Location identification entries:
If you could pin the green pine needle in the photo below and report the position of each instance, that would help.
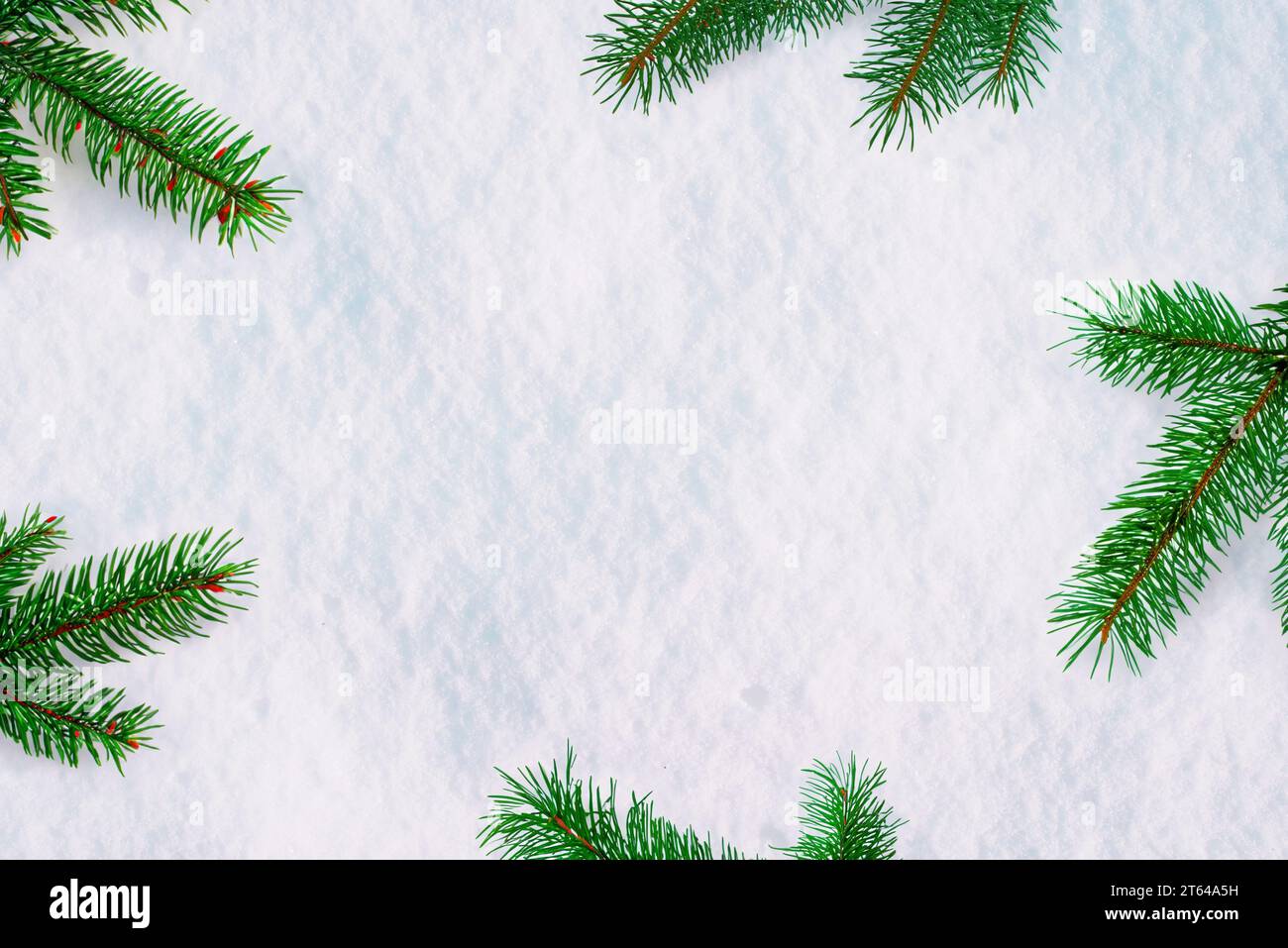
(546, 814)
(1014, 58)
(21, 180)
(1220, 463)
(842, 817)
(128, 603)
(657, 48)
(925, 59)
(52, 17)
(163, 149)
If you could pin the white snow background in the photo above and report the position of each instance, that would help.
(455, 575)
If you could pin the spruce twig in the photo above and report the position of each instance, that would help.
(1220, 464)
(128, 603)
(548, 814)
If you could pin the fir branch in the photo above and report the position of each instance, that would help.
(89, 720)
(1220, 464)
(842, 818)
(22, 550)
(52, 17)
(151, 136)
(155, 592)
(657, 48)
(917, 63)
(1278, 513)
(1170, 342)
(1017, 63)
(549, 815)
(132, 600)
(20, 181)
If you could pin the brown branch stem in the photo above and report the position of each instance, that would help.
(647, 53)
(921, 56)
(1188, 506)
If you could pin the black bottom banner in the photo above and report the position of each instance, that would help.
(333, 899)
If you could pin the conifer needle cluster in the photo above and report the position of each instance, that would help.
(127, 604)
(1220, 463)
(549, 814)
(925, 59)
(171, 154)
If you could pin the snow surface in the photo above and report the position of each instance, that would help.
(889, 467)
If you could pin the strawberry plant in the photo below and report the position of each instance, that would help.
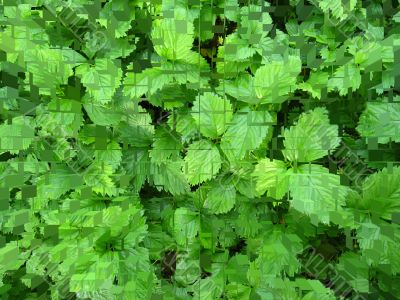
(199, 149)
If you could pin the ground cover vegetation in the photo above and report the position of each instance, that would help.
(196, 149)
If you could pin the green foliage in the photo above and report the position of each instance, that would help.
(199, 150)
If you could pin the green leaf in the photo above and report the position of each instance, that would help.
(338, 8)
(379, 121)
(276, 255)
(186, 225)
(381, 193)
(16, 136)
(202, 162)
(173, 37)
(274, 81)
(272, 176)
(111, 156)
(379, 244)
(57, 182)
(61, 118)
(311, 137)
(316, 192)
(102, 79)
(168, 176)
(221, 198)
(346, 77)
(211, 114)
(315, 84)
(246, 133)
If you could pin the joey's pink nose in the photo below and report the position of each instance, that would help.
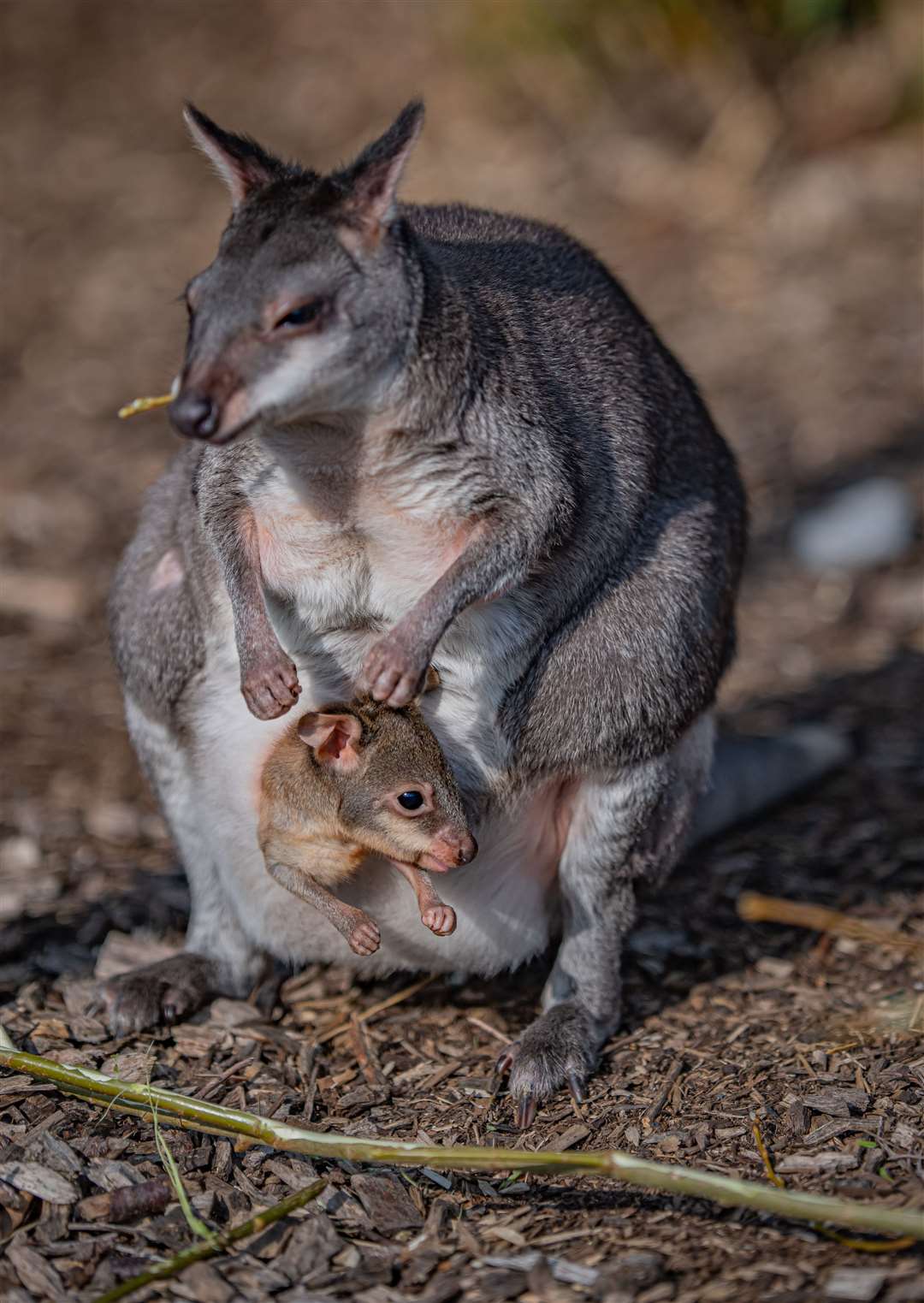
(453, 847)
(194, 415)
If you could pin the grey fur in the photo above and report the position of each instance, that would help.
(470, 371)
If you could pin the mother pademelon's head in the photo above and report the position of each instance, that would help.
(395, 791)
(309, 304)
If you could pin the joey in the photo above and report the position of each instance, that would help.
(355, 779)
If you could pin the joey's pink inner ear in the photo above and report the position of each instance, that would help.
(371, 180)
(241, 163)
(334, 739)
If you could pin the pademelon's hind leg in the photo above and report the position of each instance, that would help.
(218, 958)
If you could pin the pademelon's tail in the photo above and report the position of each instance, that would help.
(752, 774)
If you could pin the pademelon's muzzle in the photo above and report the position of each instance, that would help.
(450, 850)
(196, 416)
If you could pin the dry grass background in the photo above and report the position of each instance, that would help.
(759, 189)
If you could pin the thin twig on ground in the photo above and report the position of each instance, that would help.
(759, 909)
(216, 1245)
(139, 1099)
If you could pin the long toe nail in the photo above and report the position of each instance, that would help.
(577, 1088)
(525, 1111)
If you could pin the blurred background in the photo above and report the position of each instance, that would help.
(749, 169)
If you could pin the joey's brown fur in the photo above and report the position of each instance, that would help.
(330, 797)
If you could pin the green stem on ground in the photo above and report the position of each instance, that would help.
(136, 1098)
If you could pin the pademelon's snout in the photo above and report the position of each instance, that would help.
(450, 849)
(194, 415)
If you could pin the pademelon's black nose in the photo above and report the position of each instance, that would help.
(194, 415)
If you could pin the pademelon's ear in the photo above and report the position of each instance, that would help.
(241, 163)
(370, 182)
(334, 739)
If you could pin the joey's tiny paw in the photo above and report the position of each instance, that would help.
(394, 672)
(558, 1049)
(270, 685)
(441, 919)
(364, 939)
(157, 994)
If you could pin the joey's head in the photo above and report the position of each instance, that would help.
(309, 304)
(396, 794)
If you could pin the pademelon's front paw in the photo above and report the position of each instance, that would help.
(270, 684)
(395, 670)
(441, 919)
(364, 937)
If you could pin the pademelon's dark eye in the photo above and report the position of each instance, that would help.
(304, 316)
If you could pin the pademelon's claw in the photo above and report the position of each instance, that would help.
(137, 406)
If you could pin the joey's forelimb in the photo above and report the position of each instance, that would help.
(269, 678)
(497, 557)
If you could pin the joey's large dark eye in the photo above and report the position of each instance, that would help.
(304, 316)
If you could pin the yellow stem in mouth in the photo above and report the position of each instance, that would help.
(137, 406)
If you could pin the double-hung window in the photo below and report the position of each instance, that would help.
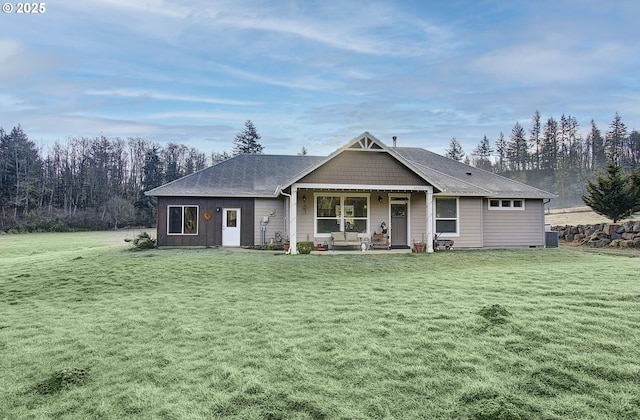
(447, 216)
(182, 220)
(341, 212)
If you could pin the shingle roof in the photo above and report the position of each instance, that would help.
(457, 178)
(240, 176)
(263, 175)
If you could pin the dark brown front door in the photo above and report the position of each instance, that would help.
(399, 225)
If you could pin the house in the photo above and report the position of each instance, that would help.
(253, 199)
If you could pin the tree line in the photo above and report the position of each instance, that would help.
(553, 154)
(94, 183)
(99, 183)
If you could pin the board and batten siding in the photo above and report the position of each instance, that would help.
(209, 231)
(514, 228)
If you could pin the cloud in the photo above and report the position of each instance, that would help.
(155, 95)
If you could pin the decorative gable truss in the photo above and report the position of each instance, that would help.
(366, 143)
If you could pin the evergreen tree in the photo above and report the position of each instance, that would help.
(517, 150)
(217, 157)
(501, 153)
(534, 138)
(549, 158)
(615, 140)
(20, 172)
(455, 151)
(482, 155)
(634, 149)
(596, 142)
(246, 141)
(613, 195)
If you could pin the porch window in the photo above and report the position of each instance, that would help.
(342, 212)
(506, 204)
(446, 215)
(182, 220)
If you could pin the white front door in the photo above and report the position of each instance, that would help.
(230, 227)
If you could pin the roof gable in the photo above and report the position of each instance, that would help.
(364, 143)
(354, 163)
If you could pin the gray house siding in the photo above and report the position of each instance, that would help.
(514, 228)
(274, 209)
(209, 231)
(374, 168)
(470, 223)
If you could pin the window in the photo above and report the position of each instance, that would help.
(504, 204)
(446, 215)
(342, 212)
(182, 220)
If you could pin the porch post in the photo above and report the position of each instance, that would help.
(429, 196)
(293, 219)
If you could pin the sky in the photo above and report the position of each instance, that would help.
(315, 74)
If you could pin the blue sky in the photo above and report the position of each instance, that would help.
(315, 73)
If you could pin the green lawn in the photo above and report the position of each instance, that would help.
(91, 330)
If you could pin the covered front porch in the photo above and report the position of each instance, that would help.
(391, 216)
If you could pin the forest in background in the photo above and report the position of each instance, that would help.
(98, 183)
(554, 156)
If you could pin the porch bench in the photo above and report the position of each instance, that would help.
(345, 239)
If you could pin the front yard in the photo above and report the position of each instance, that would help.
(91, 330)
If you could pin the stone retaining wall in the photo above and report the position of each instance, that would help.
(625, 235)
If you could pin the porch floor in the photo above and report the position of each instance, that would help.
(357, 251)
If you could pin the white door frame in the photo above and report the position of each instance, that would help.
(231, 234)
(401, 199)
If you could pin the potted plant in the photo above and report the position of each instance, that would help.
(305, 247)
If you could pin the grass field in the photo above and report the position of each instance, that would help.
(91, 330)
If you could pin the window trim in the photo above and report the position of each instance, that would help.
(457, 219)
(343, 196)
(183, 206)
(511, 204)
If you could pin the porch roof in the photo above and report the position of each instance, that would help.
(268, 175)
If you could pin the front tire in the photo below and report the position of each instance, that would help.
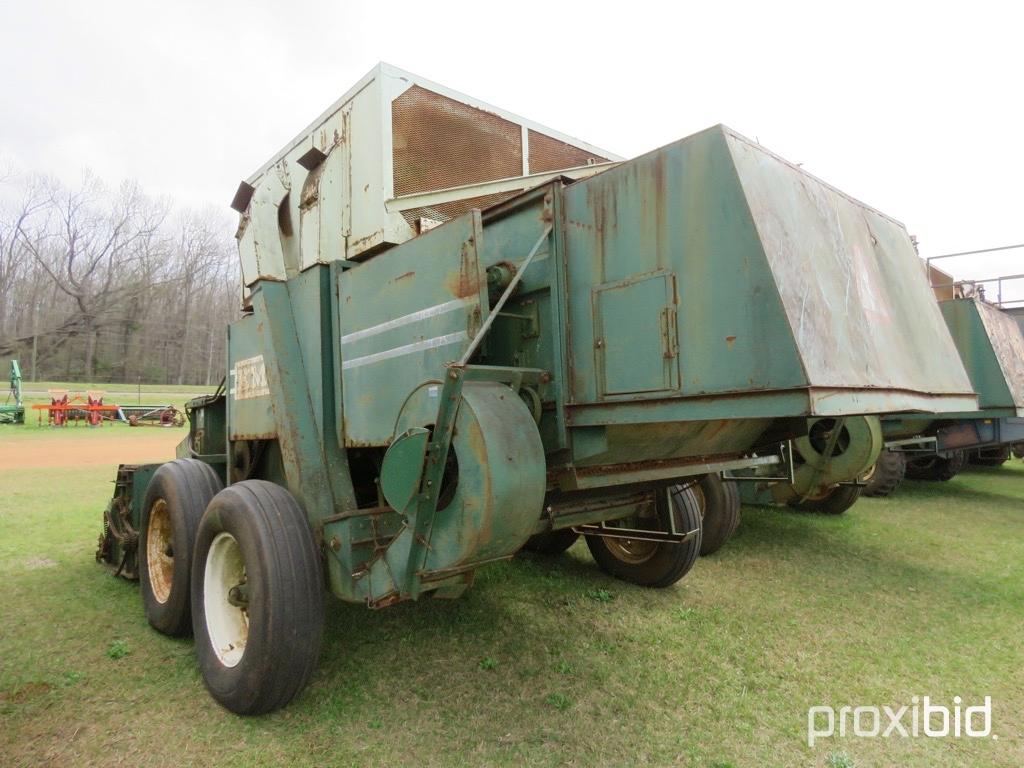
(653, 563)
(257, 592)
(836, 501)
(174, 503)
(886, 475)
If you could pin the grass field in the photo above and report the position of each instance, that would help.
(123, 394)
(544, 662)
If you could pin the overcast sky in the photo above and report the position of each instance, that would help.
(915, 108)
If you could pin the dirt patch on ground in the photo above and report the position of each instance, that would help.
(105, 445)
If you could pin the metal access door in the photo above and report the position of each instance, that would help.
(635, 332)
(402, 315)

DIRECTIONS FOR THIS TASK: Copy out all of the data above line for line, with no changes, and omit the pictures.

OUTPUT:
If you could pin the green pine needle in the photo below and report the position of each instance, that would help.
(546, 814)
(1014, 58)
(21, 180)
(1220, 463)
(842, 817)
(128, 603)
(657, 48)
(925, 59)
(52, 17)
(163, 149)
If you could pin the white snow background in the photo above and report the position of each instance, that would help.
(455, 575)
If you could pin the spruce twig in the photo above and report the position of each instance, that would help.
(1220, 464)
(128, 603)
(548, 814)
If you could pin the fir branch in the photo above and report the position of each instance, that would help.
(89, 720)
(1220, 464)
(842, 818)
(22, 550)
(52, 17)
(151, 136)
(155, 592)
(657, 48)
(917, 63)
(1278, 513)
(1170, 342)
(1017, 63)
(549, 815)
(132, 600)
(20, 181)
If you could pin the brown branch stem in the photo above and report the position of each instance, that would help.
(647, 53)
(921, 56)
(1188, 506)
If you could pin the black bottom banner in the photo above and report the position of each instance, that would help.
(333, 899)
If you could pin the conifer needle cluster in the photo above and report the position of each instance, that would help.
(127, 604)
(1220, 463)
(549, 814)
(925, 59)
(171, 154)
If you could pin the snow surface in the photo above and report the position of each instance, that would help.
(889, 467)
If you could pin the strawberry plant in the photo below and report the position of each instance, that would help.
(199, 149)
If you could pin the ground cover vegetation in the photo above and report the position of each instance, that would help.
(196, 149)
If you could pin the green foliage in the photo above and report the position of each instance, that would help.
(199, 150)
If you could pin the green leaf in the photo above and report the position of each instance, that would help.
(338, 8)
(379, 121)
(276, 255)
(186, 225)
(381, 193)
(16, 136)
(202, 162)
(173, 37)
(274, 81)
(272, 176)
(111, 156)
(379, 244)
(57, 182)
(61, 118)
(311, 137)
(316, 192)
(102, 79)
(168, 176)
(221, 198)
(346, 77)
(211, 114)
(315, 84)
(246, 133)
If you could pin the joey's pink nose in the photo below and report the position of each instance, that would help.
(453, 847)
(194, 415)
If you could pin the grey fur in the photo above and report the position of each instance, that would help.
(470, 371)
If you could pin the mother pademelon's head in the photo above and report the position of each instance, that would help.
(395, 791)
(309, 304)
If you could pin the joey in the photo above and report the position of each instance, that would help.
(355, 779)
If you could pin the joey's pink inner ear in the photo above and report the position of each instance, that would help.
(371, 180)
(241, 163)
(334, 739)
If you could pin the pademelon's hind leg in the photo above and report the position of each instance, that would help.
(218, 958)
If you could pin the pademelon's tail in the photo above and report the position of each instance, that would help.
(752, 774)
If you could pin the pademelon's muzzle in the photo above and report the position of each instance, that would help.
(450, 850)
(196, 416)
If you could pin the dry grass background in the photo above and report the position of each instance, that would help.
(759, 189)
If you could pin the thin twig on ground in the photo above and report the position of each instance, that would help.
(759, 909)
(216, 1245)
(139, 1099)
If you could pin the long toe nail in the photo above and report the position of each instance, that would help.
(577, 1088)
(525, 1111)
If you could pin the blurred background in the photo above and report the position of each instance, that would help.
(749, 169)
If you could pin the joey's brown fur in the photo above and report the position of each instance, that would help.
(330, 797)
If you could pin the green stem on ground in the photo above and report the position of each instance, that would help.
(136, 1098)
If you could pin the pademelon's snout in the photo above and report the position of each instance, that would help.
(450, 849)
(194, 415)
If you could pin the pademelon's black nose in the photo above and report the position of each instance, that would help.
(194, 415)
If you could pin the pademelon's ear in the photo above and report the position of each instance, that would help.
(241, 163)
(370, 182)
(334, 739)
If you could pin the joey's tiny paw in the photo above and report the position of each instance, that would help.
(394, 672)
(558, 1049)
(270, 685)
(441, 919)
(364, 939)
(157, 994)
If you could pin the joey's head in the photo above and report the position of each instance, that would help.
(309, 304)
(396, 794)
If you could pin the pademelon's front paw in the photo above and report the position of each instance, that would help.
(270, 684)
(395, 670)
(441, 919)
(364, 937)
If you could pin the pademelon's dark eye in the photo above and report the position of each instance, that would help.
(304, 316)
If you could pin the pademelon's claw in the photo above and report the position of each instance, that would help.
(137, 406)
If you could pin the joey's forelimb in the photo above and report the position of each instance, that would help.
(269, 678)
(497, 557)
If you could pin the joey's large dark eye in the photo above and report the position of each instance, that would help.
(304, 316)
If you could pin the yellow stem in mouth in the photo above and report the position of each instance, that would help.
(137, 406)
If you could pin the double-hung window in the photo below and report the position of each instance, that would help.
(447, 216)
(182, 220)
(341, 212)
If you could pin the shingle roof in the photo above and report the position of each instance, that would help.
(457, 178)
(240, 176)
(263, 175)
If you could pin the dark brown front door in the photo above and report the position of each instance, that would help.
(399, 225)
If you could pin the house in the photo above and report the position of each instance, that would help.
(253, 199)
If you could pin the tree line in the photo above and report the position of each instance, that would help.
(553, 154)
(94, 183)
(99, 183)
If you could pin the board and batten siding in the photo above and report the position of each instance, that would help.
(209, 231)
(514, 228)
If you could pin the cloud in the photo above and report the position of each instance, that would help.
(155, 95)
If you could pin the decorative gable truss in the photo above and report the position of each instance, that would help.
(366, 143)
If you could pin the evergreen tree in the photo above and report the position of each instance, that would help.
(517, 150)
(217, 157)
(501, 153)
(534, 138)
(549, 158)
(615, 140)
(20, 172)
(455, 151)
(482, 155)
(634, 149)
(596, 142)
(246, 141)
(613, 195)
If you could pin the porch window in the photo above and report the position of each instance, that would help.
(342, 212)
(506, 204)
(446, 215)
(182, 220)
If you could pin the white front door in the photo above and report the position of each instance, that would help.
(230, 227)
If you could pin the roof gable in the photo above and report the position of each instance, that would help.
(364, 143)
(354, 163)
If you could pin the gray house siding in the photo above and report the position of each instance, that would help.
(514, 228)
(274, 209)
(209, 231)
(374, 168)
(470, 223)
If you could pin the window in the photo above and report the position of each instance, that would help.
(504, 204)
(446, 215)
(342, 212)
(182, 220)
If you could pin the porch post in the photo above and report the position of each instance, that would help.
(429, 196)
(293, 219)
If you could pin the sky in the photo above and report the position of each instance, that would help.
(315, 74)
If you could pin the blue sky in the photo above and report the position of each instance, that would help.
(315, 73)
If you could pin the green lawn in the photo above and report the position of each instance, that would help.
(91, 330)
If you could pin the covered front porch in the photo above and report the position of each instance, that would help.
(391, 216)
If you could pin the forest in background in the photo above and report the position of each instance, that would help.
(98, 183)
(554, 156)
If you could pin the porch bench in the photo above and report the position of each instance, that would help.
(345, 239)
If you could pin the front yard in the photo above and report the position of each instance, that would help.
(91, 330)
If you could pin the stone retaining wall in the photo above and report the position of each instance, that would help.
(625, 235)
If you could pin the porch floor in the photo above and report the position of each instance, that would help.
(357, 251)
If you could pin the white door frame in the photo above and report the position of each instance, that would help.
(231, 234)
(401, 199)
If you could pin the potted plant in the photo above and report the position of each instance, that would help.
(305, 247)
If you could pin the grass field in the photo above and report the position of each instance, that would help.
(91, 330)
If you could pin the window trim in the photo above and report the position of each instance, that would help.
(457, 219)
(343, 196)
(183, 206)
(511, 204)
If you could pin the porch roof in the photo above and report the position of each instance, that would help.
(268, 175)
If you could pin the front tire in the photo below and report the position of each instance, that would help.
(653, 563)
(257, 592)
(836, 501)
(174, 503)
(886, 475)
If you could pin the grass field in the photo above and report the position of each instance, that would help.
(123, 394)
(544, 662)
If you could pin the overcast sky in the photo above and report the position of each instance, that would help.
(915, 108)
If you could pin the dirt patch on ground in the photo above and report the position of each instance, that would help.
(105, 445)
If you could pin the metal access door in the photo above and report the position of each instance, that would help.
(635, 332)
(402, 315)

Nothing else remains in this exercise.